> Working data:

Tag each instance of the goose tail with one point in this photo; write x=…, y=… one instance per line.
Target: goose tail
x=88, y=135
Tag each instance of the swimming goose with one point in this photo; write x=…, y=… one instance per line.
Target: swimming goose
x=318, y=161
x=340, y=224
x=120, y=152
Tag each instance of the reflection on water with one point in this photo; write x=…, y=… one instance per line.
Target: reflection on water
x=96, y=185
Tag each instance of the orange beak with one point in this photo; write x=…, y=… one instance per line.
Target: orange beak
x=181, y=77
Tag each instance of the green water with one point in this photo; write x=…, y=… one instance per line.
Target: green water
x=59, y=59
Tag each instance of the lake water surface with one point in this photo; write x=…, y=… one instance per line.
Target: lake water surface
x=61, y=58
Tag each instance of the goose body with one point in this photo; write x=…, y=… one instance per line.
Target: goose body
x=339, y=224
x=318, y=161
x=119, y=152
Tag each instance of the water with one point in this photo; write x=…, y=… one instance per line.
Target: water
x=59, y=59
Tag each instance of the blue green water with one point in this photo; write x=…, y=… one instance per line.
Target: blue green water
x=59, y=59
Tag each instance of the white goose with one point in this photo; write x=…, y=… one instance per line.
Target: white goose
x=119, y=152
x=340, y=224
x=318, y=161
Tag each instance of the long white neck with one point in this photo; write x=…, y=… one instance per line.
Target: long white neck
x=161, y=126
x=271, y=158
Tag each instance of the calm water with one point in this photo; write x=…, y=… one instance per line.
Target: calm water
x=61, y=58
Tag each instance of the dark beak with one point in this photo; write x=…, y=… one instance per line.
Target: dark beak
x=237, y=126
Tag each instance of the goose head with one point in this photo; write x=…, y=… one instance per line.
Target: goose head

> Exercise prompt: Render every line of the data above as a Markdown table with the columns "Row" and "Entry". Number the rows in order and leave out blank lines.

> Result of this exercise:
| Row | Entry |
|---|---|
| 1 | Tag each instance of the goose tail with one point in this photo; write x=…, y=… one instance per line. |
| 2 | Target: goose tail |
| 3 | x=88, y=135 |
| 4 | Tag each instance of the swimming goose with one point in this photo; write x=…, y=… one instance per line. |
| 5 | Target: swimming goose |
| 6 | x=318, y=161 |
| 7 | x=340, y=224 |
| 8 | x=120, y=152 |
| 9 | Tag each instance of the reflection on water with one point in this photo; write x=…, y=… one instance per line. |
| 10 | Target: reflection on water |
| 11 | x=96, y=185 |
| 12 | Tag each instance of the orange beak with one point in this photo; write x=…, y=… one instance per line. |
| 13 | Target: orange beak |
| 14 | x=181, y=77 |
| 15 | Tag each instance of the green water with one point in this photo; write x=…, y=… one instance per line. |
| 16 | Target: green water |
| 17 | x=59, y=59 |
| 18 | Tag each instance of the lake water surface with one point in this photo; write x=…, y=… one instance per line. |
| 19 | Target: lake water surface |
| 20 | x=61, y=58 |
| 21 | Tag each instance of the goose body with one point in this photo; write x=…, y=… one instance per line. |
| 22 | Target: goose body |
| 23 | x=339, y=224 |
| 24 | x=318, y=161 |
| 25 | x=119, y=152 |
| 26 | Tag each instance of the water with one point in this photo; write x=…, y=… one instance per line. |
| 27 | Target: water |
| 28 | x=59, y=59 |
| 29 | Tag each instance of the blue green water with one point in this photo; write x=…, y=… one instance per line. |
| 30 | Target: blue green water |
| 31 | x=59, y=59 |
| 32 | Tag each instance of the white goose with one point in this photo; write x=…, y=… one instance per line. |
| 33 | Target: white goose |
| 34 | x=119, y=152 |
| 35 | x=340, y=224 |
| 36 | x=318, y=161 |
| 37 | Tag each instance of the long white neck with one point in this photo; write x=…, y=… one instance per line. |
| 38 | Target: long white neck |
| 39 | x=161, y=126 |
| 40 | x=271, y=158 |
| 41 | Tag each instance of the calm water with one point in this photo; write x=…, y=… one instance per line. |
| 42 | Target: calm water |
| 43 | x=61, y=58 |
| 44 | Tag each instance of the dark beak with one point in this photo; write x=…, y=… one instance per line. |
| 45 | Target: dark beak |
| 46 | x=237, y=126 |
| 47 | Tag each instance of the goose head with one point in this photo; write x=…, y=… one instance per line. |
| 48 | Target: goose head |